Prompt 1:
Decide whether each statement below agrees with the biomedical NER extract: (a) the machine learning approaches are described as expensive to maintain; (b) studies on biomedical NER are said to remain at an early stage; (c) 51% of USA adults used the internet for health information in 2009. For each, answer yes or no and quote the deciding words from the extract.
Prompt 2:
Using the biomedical NER extract, answer each question on its own line:
(a) Into which classes are the machine learning approaches and techniques divided?
(b) Which domains are most often covered by the related studies?
(c) Which organization is cited for the figure on internet use for health information?

Many researchers are currently making use of the available
machine learning techniques and approaches for
biomedical NER, because they are easy to train, and they
are cheaper to maintain. The machine learning approaches
and techniques may be classified into the following
classes: unsupervised techniques, semi-supervised
techniques and supervised techniques. Several of the
supervised based machine learning techniques that are
used in NER are Support Vector Machines (SVM)and
naïve Bayes.
Other than the previously mentioned studies, there are a
great deal of related studies as well. Most of the domains
included are social media, news, and medical domains. On
the other hand, the studies associated with biomedical
NER remain at an early stage. The biomedical domain is
chosen for the initial experiments due to its importance
and inherent challenges.
2. Motivation
In view of weakness inherent in manual searching of text,
it has become imperative to seek other efficient ways to
carry out text mining. The massive volume of bio-medical
information stored in soft documents copies form, which
IJCSNS International Journal of Computer Science and Network Security, VOL.17 No.1, January 2017
171
obviously could be due to a substantial increase in
scientific research over the years has necessitated the use
of text mining technology. Searching and processing
information from documented data is time-consuming in
many areas for example bio-medical literature and is
becoming not practical and easy to achieve without
computer support. Thus, today the need for intelligent text
handle applications that can replace or support human
information exploration in bio-medical text documents is
strong.
It has become extremely difficult for biologists to keep up
with the relevant journals in their own discipline, let alone
publications in other, related disciplines [3]. Bio-medical
literature considered as a source of authentic medical
knowledge which is critical for e-health applications.
These kinds of e-health applications have a huge
commercial prospect. According to the US National
Center for Health Statistics, 51% of USA adults people
had used the surfing of internet for health information in
2009 [3]. This potential commercial prospect has led to the
launch of freely provided sources and others that require
fees for access [3]. Many software hosted on the internet
has provided incredible assistance to patients to identify
symptoms of diseases and even adverse drugs reactions
early enough to take first aid before experts are consulted.

Source material:
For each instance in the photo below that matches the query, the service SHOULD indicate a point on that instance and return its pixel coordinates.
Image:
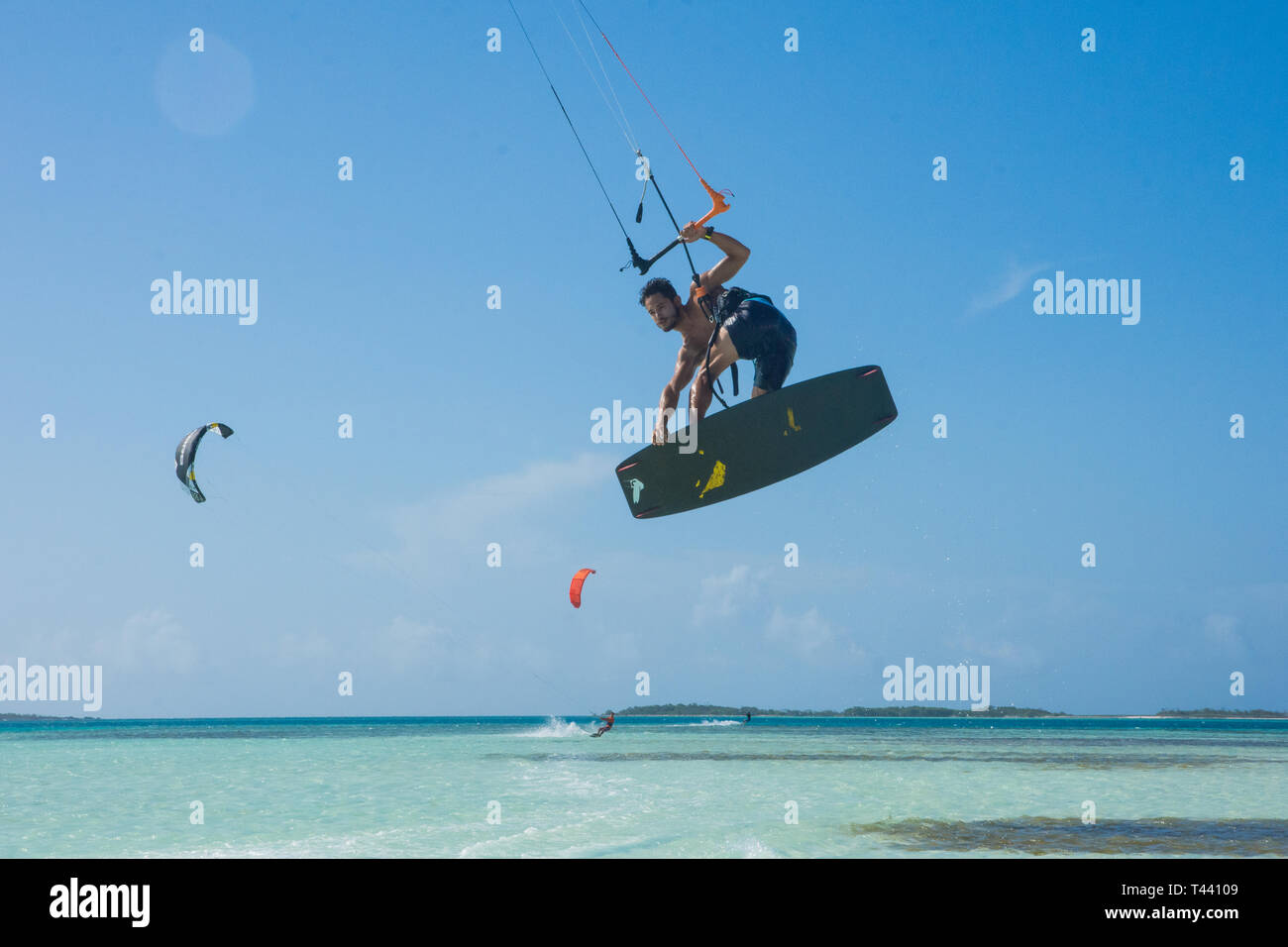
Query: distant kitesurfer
(747, 326)
(608, 724)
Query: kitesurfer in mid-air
(747, 326)
(608, 724)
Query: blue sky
(472, 425)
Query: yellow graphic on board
(791, 423)
(716, 478)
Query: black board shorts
(764, 335)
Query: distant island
(712, 710)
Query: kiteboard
(758, 442)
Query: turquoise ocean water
(651, 788)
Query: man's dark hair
(658, 285)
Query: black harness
(729, 302)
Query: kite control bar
(719, 205)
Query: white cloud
(1220, 629)
(722, 596)
(151, 639)
(807, 633)
(1014, 281)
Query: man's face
(665, 312)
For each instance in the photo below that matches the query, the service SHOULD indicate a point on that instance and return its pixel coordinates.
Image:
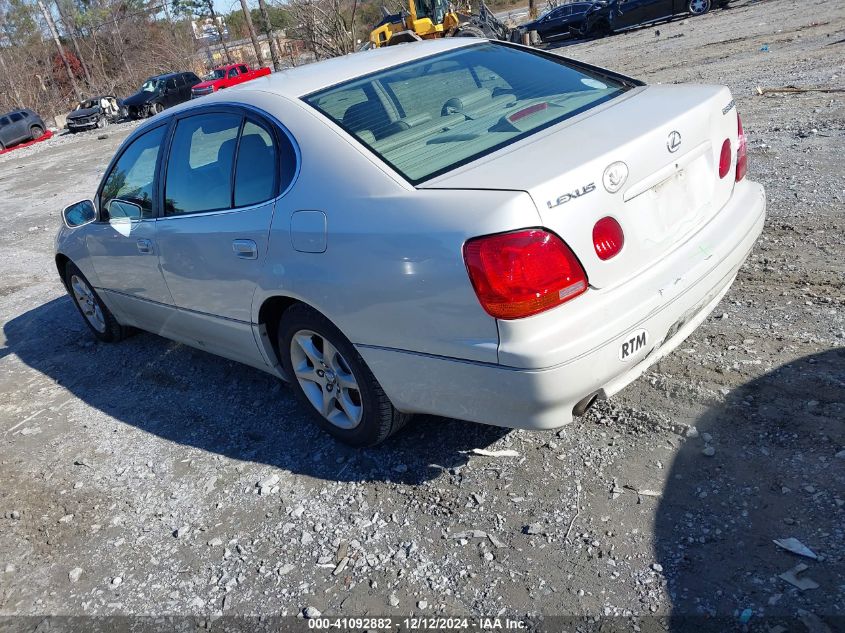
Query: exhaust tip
(584, 405)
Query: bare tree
(70, 32)
(51, 25)
(268, 31)
(326, 25)
(251, 29)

Written answer 1:
(a) No: "they are cheaper to maintain"
(b) Yes: "the studies associated with biomedical NER remain at an early stage"
(c) Yes: "51% of USA adults people had used the surfing of internet for health information in 2009"

Written answer 2:
(a) Unsupervised techniques, semi-supervised techniques and supervised techniques
(b) Social media, news and medical domains
(c) The US National Center for Health Statistics